- _Exercise description_
Copy the records below from their start up to and including the line with "318,0 -> 406,139", swapping "blade of grass" for "grass blade" and changing nothing else. Leave out the pictures.

** START Supplied material **

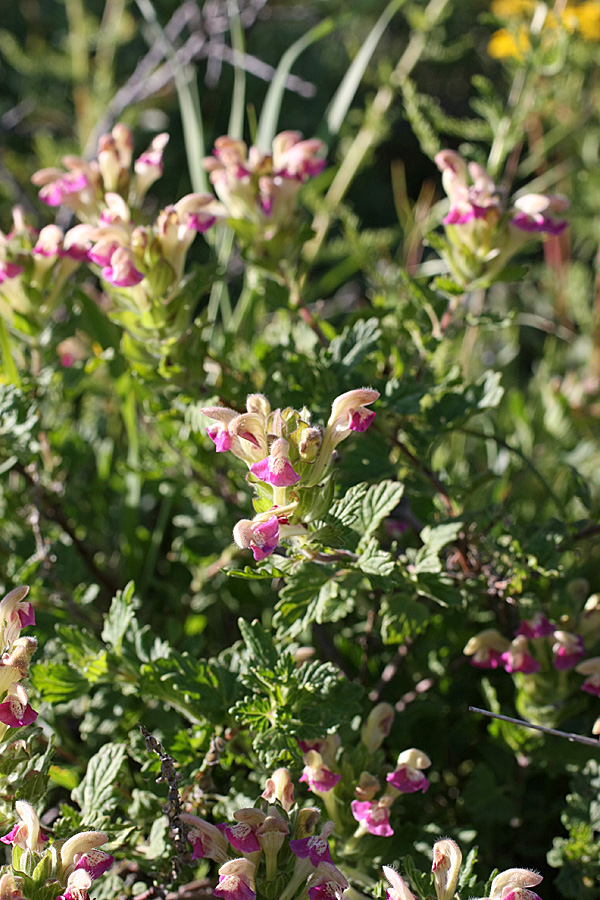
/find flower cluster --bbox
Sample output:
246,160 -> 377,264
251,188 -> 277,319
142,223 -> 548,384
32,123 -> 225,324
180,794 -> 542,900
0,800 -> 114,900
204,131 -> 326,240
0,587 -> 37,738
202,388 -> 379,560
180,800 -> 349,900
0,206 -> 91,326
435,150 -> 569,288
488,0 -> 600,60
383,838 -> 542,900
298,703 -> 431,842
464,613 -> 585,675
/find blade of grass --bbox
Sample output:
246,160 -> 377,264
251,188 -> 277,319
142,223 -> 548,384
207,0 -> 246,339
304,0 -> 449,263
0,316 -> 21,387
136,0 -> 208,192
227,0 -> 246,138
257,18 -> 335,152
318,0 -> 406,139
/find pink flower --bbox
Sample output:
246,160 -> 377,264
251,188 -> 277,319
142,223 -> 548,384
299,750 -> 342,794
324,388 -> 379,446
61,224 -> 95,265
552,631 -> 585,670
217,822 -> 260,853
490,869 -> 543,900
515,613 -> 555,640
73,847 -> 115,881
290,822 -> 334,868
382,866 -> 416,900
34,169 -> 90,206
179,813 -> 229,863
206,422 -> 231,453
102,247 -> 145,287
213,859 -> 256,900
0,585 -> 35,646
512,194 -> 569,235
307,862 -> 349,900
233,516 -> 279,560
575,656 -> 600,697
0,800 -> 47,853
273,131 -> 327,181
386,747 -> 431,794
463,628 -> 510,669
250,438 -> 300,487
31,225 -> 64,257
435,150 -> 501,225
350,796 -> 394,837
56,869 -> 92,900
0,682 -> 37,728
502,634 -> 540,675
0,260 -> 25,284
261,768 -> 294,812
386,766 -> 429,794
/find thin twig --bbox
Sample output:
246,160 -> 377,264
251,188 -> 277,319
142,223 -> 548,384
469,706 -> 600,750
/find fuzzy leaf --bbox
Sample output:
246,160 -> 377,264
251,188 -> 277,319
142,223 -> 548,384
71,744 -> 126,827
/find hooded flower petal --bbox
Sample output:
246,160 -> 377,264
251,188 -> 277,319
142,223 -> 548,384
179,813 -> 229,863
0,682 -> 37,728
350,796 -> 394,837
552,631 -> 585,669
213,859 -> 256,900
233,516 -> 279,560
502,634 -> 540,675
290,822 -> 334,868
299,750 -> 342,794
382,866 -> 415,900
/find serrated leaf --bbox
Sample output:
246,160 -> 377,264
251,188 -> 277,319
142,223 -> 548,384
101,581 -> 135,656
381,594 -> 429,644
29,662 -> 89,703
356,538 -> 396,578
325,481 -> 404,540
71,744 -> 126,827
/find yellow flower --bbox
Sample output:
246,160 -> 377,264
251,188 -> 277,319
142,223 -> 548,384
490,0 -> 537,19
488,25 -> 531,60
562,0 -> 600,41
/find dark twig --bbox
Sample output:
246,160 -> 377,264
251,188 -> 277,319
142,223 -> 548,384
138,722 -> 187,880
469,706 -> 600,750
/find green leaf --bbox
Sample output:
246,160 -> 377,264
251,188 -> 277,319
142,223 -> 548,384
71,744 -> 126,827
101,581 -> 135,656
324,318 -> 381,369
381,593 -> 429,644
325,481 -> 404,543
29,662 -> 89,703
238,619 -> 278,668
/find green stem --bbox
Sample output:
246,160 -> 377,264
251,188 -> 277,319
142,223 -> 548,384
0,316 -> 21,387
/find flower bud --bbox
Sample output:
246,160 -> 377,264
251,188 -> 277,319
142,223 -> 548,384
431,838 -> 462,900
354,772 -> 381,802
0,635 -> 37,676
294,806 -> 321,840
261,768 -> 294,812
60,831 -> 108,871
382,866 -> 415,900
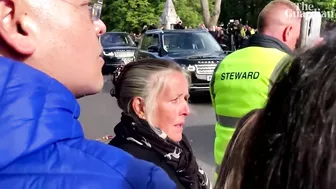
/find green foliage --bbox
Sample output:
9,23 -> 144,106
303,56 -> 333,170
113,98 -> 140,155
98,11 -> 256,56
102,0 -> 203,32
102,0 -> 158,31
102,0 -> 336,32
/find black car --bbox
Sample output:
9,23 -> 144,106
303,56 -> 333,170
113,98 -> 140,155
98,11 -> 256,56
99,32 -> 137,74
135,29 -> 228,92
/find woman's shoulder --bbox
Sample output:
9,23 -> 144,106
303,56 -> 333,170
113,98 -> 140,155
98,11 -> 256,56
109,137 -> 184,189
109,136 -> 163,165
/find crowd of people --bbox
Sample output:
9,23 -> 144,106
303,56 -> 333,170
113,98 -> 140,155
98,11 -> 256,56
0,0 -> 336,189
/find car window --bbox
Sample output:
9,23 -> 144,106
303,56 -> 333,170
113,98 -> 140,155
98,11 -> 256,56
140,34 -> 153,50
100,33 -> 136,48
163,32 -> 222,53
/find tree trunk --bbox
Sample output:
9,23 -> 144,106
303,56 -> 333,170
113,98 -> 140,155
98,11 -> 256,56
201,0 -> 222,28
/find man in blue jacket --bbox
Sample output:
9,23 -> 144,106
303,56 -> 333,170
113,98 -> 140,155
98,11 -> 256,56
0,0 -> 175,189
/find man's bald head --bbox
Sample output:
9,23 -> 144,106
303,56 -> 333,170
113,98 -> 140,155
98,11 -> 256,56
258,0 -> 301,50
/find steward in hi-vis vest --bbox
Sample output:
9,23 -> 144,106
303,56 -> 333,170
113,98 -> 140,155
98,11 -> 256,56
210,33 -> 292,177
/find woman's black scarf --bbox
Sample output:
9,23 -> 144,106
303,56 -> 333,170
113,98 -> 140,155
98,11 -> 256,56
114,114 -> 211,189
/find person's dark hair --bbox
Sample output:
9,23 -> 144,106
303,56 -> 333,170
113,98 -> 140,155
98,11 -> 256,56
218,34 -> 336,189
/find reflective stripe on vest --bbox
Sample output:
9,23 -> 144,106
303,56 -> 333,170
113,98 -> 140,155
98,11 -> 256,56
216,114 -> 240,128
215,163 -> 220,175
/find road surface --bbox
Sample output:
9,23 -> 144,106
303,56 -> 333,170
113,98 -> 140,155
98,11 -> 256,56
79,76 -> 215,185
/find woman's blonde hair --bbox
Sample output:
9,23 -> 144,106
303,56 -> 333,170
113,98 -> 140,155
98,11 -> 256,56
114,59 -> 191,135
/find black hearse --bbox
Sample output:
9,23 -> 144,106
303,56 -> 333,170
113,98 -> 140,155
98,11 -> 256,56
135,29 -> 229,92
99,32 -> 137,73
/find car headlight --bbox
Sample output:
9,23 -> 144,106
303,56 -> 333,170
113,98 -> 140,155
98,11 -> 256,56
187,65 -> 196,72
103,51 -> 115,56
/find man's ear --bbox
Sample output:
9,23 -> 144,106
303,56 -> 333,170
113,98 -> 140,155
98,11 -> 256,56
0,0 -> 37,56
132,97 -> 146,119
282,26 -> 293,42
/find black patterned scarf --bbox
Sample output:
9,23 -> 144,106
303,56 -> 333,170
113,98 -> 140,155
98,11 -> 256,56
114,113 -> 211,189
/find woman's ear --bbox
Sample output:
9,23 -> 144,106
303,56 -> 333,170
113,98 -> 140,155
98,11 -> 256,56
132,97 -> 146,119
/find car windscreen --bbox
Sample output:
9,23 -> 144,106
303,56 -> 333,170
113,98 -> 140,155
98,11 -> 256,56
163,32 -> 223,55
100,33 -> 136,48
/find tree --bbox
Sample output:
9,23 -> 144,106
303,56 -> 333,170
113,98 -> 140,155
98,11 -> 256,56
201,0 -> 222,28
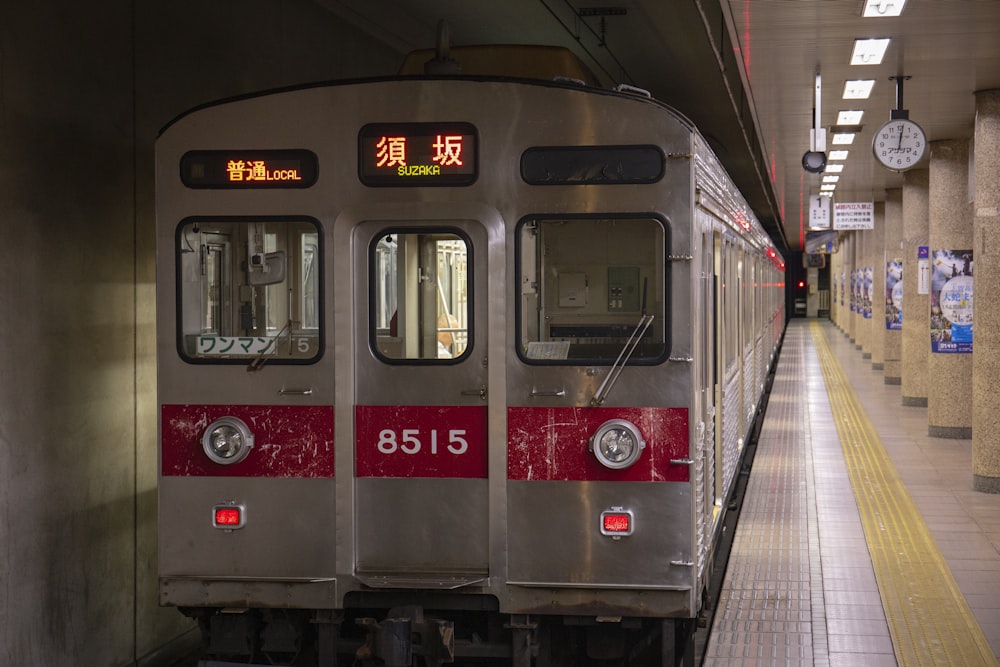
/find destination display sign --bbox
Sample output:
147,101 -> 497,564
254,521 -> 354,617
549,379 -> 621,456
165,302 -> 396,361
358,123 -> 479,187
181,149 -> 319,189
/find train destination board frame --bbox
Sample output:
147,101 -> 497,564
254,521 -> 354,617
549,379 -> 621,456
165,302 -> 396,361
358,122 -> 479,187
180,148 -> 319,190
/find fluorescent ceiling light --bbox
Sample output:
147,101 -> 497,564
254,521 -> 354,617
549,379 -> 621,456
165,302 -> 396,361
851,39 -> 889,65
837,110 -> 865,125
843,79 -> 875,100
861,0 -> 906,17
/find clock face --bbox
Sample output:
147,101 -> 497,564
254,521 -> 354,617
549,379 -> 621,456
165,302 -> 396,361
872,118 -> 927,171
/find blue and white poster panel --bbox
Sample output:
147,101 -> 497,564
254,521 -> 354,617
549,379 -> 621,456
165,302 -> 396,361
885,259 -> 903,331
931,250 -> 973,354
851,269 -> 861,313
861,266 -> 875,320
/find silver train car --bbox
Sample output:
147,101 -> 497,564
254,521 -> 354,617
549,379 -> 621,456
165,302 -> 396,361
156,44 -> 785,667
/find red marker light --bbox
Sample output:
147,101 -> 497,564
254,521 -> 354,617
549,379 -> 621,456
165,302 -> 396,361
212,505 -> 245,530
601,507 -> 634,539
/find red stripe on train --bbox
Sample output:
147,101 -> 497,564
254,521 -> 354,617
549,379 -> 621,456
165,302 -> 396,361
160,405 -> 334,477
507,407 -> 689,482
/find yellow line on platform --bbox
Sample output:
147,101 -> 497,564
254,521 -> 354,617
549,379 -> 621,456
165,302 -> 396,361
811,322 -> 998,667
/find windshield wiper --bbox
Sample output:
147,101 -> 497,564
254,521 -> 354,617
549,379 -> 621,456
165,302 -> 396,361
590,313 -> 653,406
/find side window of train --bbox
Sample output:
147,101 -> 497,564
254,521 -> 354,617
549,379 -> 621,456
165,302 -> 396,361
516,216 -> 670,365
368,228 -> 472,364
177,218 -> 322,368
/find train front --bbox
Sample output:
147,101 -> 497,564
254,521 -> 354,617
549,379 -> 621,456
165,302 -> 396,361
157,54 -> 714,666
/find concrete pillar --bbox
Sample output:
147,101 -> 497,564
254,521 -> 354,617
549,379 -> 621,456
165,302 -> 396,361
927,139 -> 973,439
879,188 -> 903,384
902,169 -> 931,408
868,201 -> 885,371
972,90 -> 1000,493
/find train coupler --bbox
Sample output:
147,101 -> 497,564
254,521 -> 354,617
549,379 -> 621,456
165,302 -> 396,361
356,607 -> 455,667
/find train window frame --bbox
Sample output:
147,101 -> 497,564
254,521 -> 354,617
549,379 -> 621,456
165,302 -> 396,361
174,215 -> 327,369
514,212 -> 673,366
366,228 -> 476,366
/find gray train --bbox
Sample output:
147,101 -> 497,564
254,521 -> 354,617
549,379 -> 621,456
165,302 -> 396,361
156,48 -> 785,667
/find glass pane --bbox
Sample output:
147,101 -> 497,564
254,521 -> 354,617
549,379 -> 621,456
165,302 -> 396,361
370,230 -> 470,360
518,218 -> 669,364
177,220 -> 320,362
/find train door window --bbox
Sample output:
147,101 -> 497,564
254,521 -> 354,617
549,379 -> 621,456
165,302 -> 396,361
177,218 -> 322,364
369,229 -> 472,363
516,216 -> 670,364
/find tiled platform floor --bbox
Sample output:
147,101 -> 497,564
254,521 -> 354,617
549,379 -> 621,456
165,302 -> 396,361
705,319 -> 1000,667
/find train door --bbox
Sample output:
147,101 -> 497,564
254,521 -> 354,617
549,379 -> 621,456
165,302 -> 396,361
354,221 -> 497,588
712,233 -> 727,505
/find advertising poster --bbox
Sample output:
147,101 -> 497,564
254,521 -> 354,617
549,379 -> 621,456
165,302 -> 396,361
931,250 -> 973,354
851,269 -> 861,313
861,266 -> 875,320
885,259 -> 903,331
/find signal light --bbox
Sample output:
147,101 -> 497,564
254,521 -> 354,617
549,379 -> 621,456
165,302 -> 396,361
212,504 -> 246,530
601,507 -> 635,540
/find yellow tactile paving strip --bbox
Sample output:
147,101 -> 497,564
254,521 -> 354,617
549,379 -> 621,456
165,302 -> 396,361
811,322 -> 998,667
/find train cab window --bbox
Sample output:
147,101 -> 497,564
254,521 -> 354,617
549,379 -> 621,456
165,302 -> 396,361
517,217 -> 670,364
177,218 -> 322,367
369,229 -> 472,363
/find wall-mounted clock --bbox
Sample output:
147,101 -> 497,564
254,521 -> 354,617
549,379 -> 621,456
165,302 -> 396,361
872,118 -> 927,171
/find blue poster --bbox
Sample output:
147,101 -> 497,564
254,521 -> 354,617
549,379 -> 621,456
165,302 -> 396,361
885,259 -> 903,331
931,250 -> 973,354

** END Supplied material **

- _Answer in full_
/find flower cluster --bbox
Sample output:
246,160 -> 377,264
251,188 -> 277,319
142,223 -> 548,384
32,123 -> 225,324
180,794 -> 542,900
0,800 -> 114,900
204,131 -> 326,240
0,587 -> 37,738
202,388 -> 379,560
180,800 -> 349,900
0,206 -> 91,326
435,150 -> 569,288
488,0 -> 600,60
383,838 -> 542,900
298,703 -> 431,842
464,613 -> 585,675
/find grass blade --bbox
Sample output:
246,160 -> 377,264
251,188 -> 277,319
142,223 -> 548,384
207,0 -> 246,339
304,0 -> 449,263
0,316 -> 21,387
136,0 -> 208,192
227,0 -> 246,138
257,18 -> 335,152
318,0 -> 406,139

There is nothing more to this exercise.